┌─ DATA FOR THE TASK

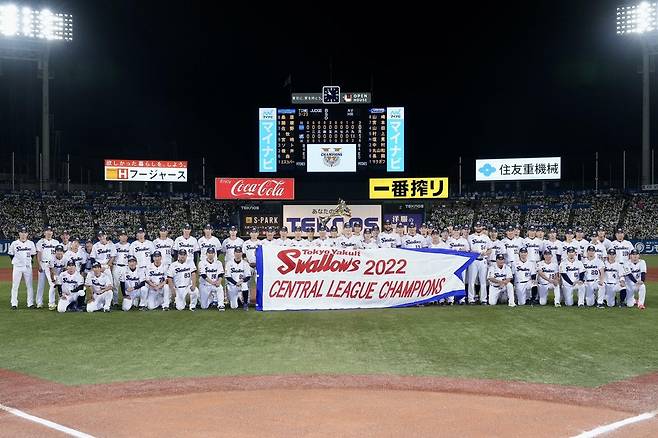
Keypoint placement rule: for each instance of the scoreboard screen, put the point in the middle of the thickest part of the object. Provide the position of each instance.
(331, 138)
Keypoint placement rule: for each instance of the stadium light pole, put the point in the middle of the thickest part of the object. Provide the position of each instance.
(27, 34)
(641, 20)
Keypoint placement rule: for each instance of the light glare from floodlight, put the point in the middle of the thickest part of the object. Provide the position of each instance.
(34, 24)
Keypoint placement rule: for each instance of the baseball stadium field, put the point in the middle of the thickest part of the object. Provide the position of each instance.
(506, 366)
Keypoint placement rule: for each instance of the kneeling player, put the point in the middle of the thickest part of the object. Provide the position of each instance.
(156, 281)
(71, 286)
(100, 288)
(211, 273)
(181, 279)
(499, 277)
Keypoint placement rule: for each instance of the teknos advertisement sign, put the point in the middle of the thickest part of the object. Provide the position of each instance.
(255, 188)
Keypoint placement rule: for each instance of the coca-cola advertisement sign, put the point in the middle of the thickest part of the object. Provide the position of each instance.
(255, 188)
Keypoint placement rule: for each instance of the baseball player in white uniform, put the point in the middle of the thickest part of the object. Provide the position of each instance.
(181, 279)
(99, 287)
(71, 286)
(21, 252)
(593, 278)
(573, 274)
(613, 276)
(211, 274)
(238, 274)
(548, 277)
(133, 286)
(635, 279)
(499, 277)
(159, 294)
(208, 241)
(480, 243)
(45, 252)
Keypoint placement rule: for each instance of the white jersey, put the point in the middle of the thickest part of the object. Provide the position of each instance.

└─

# [OBJECTIVE]
Starting at the line with "Keypoint placement rule: for each instance of the light", copy every line up to and including the last one in the entries above.

# [PROBLEM SOLUTION]
Keypoint placement rule: for each instance of the light glare from floodlight, put the point in the middle of the thickest part of the object. Provide the position of each instance.
(34, 24)
Keypoint placement rule: for each instance of the baseball stadium field, put the point in the middle of the thickest part of the object. Provide the position of each instance.
(506, 366)
Keypoint placement rule: for each instance of the kneeling player, put the point in the middle of the thickest part of the object. Provide the position of each instance.
(156, 281)
(71, 286)
(100, 288)
(211, 273)
(181, 279)
(499, 277)
Keypoint placement rule: for each instance of the teknos advertisement sign, put the point in the middle of the thickest part of the object. Provide the position of each instance.
(255, 188)
Keypoint placement rule: for each instance of the coca-cola advertisement sign, put the point in the middle of the thickest part of the object. Provide the position of each instance.
(255, 188)
Keypoint placement rule: for each instance of the baseball player in white uniform, put the point in the middle of the thickest part of the object. Provide the position of each instance.
(181, 279)
(99, 287)
(71, 286)
(21, 252)
(593, 278)
(573, 274)
(613, 276)
(211, 274)
(238, 274)
(548, 277)
(133, 286)
(635, 279)
(499, 277)
(159, 294)
(208, 241)
(480, 243)
(45, 252)
Keypoint placement rule: for each instance of the white jersey, put the point in the middle of the thickest part of the object. Provide the position of each instance.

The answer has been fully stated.